> _Short exercise A_
Put the lines of the records, starting at the line that contains "Reviewer note: confirm that each instance of the headlight" and ending at the final line of the records, into a numbered list, leaving out any blank lines.

> _Text provided_
# Suggestions for making a tiny work area at home?



## Deleted member 27861 (Apr 13, 2020)

Okay last thread for awhile, I promise. I was just wondering, what would be some ideas for having a work shed in the backyard? Just something small and simple for working on robotics projects in.

I was thinking of setting up one of those stand-in tents, but that would kill the grass, plus it's tornado season here in Tennessee, so just one good day of straight-line winds, and that tent will either be half way across the cotton field, or have a branch sticking out of it.

Or maybe I don't even need any kind of shack, really. It's just gonna take up space and get infested with wasps and spiders. Maybe all I need is a workbench or something.


----------



## Deleted member 24782 (Apr 14, 2020)

Workbench with good lighting out of the elements.


----------



## MFB (Apr 14, 2020)

Wheat2020 said:


> Okay last thread for awhile, I promise.



Dont ever stop! From how to find an orgy, to how to live in Israel, to a work space, we love it all!

If you are serious about it, youtube "do it yourself worksheds" and dick around; and I guarantee you'll find something you like that would be cheap and feasible to build.

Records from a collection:
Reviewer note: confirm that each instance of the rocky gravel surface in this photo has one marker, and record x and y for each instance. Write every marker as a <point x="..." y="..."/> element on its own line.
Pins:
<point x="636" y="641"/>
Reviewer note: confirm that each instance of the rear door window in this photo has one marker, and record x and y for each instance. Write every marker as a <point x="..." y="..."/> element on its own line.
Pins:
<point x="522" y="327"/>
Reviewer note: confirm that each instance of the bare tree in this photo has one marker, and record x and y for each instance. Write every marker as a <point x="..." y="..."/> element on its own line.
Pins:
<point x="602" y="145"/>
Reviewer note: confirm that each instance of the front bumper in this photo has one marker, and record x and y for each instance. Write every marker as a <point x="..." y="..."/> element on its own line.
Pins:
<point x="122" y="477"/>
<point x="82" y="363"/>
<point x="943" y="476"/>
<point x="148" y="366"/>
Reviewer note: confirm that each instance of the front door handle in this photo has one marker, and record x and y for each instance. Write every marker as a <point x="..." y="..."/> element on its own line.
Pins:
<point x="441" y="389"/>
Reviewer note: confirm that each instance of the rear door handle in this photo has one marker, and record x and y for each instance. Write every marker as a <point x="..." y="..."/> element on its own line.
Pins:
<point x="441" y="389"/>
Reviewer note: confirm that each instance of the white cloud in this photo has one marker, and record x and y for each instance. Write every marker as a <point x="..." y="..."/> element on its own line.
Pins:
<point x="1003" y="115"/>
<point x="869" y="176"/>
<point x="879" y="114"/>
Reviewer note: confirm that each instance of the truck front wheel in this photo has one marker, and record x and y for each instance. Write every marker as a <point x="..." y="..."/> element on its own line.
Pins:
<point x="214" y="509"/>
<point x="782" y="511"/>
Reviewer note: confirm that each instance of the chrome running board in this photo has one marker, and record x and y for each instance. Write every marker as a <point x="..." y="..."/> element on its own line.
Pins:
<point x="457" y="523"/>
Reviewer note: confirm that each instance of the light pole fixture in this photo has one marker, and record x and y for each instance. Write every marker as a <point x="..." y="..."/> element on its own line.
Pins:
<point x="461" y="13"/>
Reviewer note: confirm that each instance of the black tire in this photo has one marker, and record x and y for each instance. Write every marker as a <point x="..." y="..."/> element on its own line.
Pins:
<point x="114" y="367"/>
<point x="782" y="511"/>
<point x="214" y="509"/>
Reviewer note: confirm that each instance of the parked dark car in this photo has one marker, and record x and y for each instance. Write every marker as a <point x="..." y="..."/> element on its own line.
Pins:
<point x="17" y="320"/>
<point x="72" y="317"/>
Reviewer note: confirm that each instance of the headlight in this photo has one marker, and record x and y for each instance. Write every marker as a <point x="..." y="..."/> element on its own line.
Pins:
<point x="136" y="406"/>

> _Short exercise B_
Repeat word for word the part of the forum thread about a small home work area starting at "Or maybe I don't" and ending at "workbench or something.".

> _Full output A_
1. Reviewer note: confirm that each instance of the headlight in this photo has one marker, and record x and y for each instance. Write every marker as a <point x="..." y="..."/> element on its own line.
2. Pins:
3. <point x="136" y="406"/>

> _Full output B_
Or maybe I don't even need any kind of shack, really. It's just gonna take up space and get infested with wasps and spiders. Maybe all I need is a workbench or something.